───── Records ─────
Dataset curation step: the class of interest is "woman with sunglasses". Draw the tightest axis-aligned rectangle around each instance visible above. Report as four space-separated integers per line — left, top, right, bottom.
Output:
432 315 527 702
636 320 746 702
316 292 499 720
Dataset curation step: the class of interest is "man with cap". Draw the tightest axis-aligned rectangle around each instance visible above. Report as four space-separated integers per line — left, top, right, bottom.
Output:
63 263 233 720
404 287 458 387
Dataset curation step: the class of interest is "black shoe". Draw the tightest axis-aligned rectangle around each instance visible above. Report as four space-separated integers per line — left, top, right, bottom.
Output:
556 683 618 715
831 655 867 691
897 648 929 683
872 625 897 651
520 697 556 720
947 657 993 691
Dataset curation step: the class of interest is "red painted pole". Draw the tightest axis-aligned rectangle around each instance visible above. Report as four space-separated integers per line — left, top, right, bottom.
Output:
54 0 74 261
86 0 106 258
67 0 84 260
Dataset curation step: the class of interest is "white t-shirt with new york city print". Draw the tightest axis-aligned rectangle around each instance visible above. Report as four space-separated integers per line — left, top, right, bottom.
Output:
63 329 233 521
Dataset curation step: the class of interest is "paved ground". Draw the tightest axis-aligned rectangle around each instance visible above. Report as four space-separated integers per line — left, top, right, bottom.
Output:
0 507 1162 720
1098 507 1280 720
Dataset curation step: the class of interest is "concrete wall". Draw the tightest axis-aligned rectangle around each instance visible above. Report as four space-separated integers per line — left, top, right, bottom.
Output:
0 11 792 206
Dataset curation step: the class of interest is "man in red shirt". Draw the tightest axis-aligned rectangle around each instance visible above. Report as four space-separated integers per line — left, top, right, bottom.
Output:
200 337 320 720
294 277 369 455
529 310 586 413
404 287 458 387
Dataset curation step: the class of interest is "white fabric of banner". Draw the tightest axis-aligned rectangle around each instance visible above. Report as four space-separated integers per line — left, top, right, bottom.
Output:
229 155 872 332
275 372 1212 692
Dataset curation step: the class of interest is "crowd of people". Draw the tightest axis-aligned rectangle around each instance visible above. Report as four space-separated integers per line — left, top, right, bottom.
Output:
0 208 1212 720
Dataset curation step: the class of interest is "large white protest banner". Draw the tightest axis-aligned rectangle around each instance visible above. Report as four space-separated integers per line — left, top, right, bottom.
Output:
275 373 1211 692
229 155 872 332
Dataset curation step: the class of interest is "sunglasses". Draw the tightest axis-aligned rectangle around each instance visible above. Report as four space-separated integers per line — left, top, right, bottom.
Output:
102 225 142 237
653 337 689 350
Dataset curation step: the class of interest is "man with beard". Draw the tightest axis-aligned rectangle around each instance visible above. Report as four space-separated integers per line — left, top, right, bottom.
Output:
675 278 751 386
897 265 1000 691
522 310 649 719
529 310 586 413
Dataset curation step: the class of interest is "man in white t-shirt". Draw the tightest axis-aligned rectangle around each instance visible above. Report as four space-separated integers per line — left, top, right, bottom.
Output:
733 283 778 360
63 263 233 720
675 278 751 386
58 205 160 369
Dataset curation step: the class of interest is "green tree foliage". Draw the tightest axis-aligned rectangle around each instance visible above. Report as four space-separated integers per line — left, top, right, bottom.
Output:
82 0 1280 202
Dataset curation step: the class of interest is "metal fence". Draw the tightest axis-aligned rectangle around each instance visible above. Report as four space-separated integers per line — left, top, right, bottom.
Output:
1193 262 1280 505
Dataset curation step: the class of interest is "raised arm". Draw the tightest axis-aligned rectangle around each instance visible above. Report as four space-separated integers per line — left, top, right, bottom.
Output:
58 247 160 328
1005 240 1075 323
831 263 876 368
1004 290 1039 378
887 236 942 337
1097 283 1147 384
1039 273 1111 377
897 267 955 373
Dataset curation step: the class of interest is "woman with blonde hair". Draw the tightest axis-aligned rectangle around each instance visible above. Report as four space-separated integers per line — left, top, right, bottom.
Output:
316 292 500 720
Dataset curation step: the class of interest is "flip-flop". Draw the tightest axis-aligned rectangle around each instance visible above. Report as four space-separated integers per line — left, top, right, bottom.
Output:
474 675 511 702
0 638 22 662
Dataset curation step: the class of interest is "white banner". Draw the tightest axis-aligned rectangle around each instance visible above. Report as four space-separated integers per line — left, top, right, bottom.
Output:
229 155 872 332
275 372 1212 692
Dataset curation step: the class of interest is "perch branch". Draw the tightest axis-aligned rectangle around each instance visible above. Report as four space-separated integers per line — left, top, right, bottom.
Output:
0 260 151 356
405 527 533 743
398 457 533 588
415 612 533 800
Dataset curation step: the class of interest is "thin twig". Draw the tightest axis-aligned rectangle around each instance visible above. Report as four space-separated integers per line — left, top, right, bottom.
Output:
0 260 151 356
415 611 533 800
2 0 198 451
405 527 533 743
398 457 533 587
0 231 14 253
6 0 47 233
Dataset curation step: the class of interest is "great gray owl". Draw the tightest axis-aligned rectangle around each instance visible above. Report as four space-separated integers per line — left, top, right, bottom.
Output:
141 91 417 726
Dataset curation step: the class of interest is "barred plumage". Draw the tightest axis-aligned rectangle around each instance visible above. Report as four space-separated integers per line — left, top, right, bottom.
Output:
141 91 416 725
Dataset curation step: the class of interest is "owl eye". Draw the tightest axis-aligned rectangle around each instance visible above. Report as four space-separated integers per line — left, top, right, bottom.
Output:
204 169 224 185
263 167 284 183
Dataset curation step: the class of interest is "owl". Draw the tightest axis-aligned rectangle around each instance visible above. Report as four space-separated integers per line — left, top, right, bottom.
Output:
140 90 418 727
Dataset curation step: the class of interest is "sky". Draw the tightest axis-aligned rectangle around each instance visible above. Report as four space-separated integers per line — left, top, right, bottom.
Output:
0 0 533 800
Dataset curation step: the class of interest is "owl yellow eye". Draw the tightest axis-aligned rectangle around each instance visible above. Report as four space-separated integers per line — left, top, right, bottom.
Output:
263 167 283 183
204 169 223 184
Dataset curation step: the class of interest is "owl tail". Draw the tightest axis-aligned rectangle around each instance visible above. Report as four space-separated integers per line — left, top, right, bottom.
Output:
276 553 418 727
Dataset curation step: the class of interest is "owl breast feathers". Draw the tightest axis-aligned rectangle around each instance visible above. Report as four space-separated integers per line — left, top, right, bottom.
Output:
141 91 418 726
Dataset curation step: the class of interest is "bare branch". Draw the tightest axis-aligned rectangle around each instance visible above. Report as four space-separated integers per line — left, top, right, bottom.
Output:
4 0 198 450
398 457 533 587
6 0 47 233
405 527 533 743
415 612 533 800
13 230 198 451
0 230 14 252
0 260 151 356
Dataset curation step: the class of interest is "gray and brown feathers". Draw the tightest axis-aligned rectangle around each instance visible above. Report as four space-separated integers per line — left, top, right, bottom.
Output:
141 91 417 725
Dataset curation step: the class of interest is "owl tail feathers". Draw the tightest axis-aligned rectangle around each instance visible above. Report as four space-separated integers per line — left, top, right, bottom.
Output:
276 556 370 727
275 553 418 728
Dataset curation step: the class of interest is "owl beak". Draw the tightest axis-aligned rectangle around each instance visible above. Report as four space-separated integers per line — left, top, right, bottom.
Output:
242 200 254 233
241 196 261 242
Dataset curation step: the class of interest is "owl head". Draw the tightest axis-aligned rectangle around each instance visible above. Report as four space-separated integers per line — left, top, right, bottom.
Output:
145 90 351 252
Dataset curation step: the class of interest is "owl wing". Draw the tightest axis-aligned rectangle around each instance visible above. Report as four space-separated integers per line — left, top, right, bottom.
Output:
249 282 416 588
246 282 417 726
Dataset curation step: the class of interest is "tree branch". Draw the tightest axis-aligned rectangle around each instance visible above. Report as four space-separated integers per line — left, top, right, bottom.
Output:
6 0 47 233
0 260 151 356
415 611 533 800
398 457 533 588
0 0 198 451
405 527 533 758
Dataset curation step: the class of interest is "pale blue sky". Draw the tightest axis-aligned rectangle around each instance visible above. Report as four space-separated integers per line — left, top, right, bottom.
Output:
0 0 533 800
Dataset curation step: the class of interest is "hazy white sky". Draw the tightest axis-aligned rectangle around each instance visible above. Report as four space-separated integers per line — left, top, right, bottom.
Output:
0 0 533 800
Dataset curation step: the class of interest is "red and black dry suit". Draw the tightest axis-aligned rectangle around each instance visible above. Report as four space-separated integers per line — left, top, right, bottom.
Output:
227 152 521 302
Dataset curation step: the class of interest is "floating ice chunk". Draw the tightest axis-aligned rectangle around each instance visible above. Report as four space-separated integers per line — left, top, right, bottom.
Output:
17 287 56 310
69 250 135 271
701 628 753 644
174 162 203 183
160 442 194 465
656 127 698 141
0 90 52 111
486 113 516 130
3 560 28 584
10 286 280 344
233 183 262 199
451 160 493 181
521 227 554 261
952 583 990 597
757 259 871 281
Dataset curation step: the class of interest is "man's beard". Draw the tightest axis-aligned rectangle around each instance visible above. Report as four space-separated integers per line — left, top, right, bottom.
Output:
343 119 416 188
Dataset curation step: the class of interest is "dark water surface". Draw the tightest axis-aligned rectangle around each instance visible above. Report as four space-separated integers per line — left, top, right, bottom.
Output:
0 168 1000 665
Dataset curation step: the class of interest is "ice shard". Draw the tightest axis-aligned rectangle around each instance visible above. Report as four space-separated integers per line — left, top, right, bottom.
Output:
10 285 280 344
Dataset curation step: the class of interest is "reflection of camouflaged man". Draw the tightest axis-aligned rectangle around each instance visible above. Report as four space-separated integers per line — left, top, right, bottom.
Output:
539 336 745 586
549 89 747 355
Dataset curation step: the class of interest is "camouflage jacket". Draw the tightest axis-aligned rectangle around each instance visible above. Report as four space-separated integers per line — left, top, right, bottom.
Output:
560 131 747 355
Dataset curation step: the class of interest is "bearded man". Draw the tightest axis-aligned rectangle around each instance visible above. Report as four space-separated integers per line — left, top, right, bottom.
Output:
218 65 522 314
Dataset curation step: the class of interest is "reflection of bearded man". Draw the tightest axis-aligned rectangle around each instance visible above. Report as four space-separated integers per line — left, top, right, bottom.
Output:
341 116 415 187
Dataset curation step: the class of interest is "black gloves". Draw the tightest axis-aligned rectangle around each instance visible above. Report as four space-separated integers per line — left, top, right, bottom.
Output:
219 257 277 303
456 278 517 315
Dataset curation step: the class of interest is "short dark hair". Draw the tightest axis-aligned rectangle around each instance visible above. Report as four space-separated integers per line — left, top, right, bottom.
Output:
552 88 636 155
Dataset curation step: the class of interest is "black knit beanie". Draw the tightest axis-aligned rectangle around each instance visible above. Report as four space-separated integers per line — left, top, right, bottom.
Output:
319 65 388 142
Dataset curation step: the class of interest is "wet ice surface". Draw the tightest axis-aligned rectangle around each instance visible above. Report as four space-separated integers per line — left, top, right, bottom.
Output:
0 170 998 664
─────
Reproduce the listing word for word, from its first line up to and including the line with "67 0 84 260".

Dataset curation step: the class of interest is "woman with sunglasses". Draw the tightest axis-aligned rectangle around each instance visible above. Report as four space-separated integers per line — left, top, right, bottom.
Output:
432 315 527 702
636 320 746 702
316 292 499 720
Dataset curation step: the class of interest is "man with cap". Draw the tightest axis-aligned rectangle around each instance visible above. Report as four space-separated integers per line — left, top, right, bottom.
Output:
63 263 233 720
404 287 458 387
Dataset curation step: the class of interest is "black shoe". Draw the tightest axis-aligned rectangle around each instance visible above. Report as four space-separated integers per line — left, top, right, bottom.
Output:
556 683 618 715
831 655 867 691
897 648 929 683
872 625 897 651
520 697 556 720
947 657 993 691
Dataset curation step: the class of interest is "red painted pole". Draw the tightest axis-aligned rectangle around each instance visible above. Report as four space-separated integers per line — left, top, right, bottom.
Output:
54 0 74 261
86 0 106 258
67 0 84 260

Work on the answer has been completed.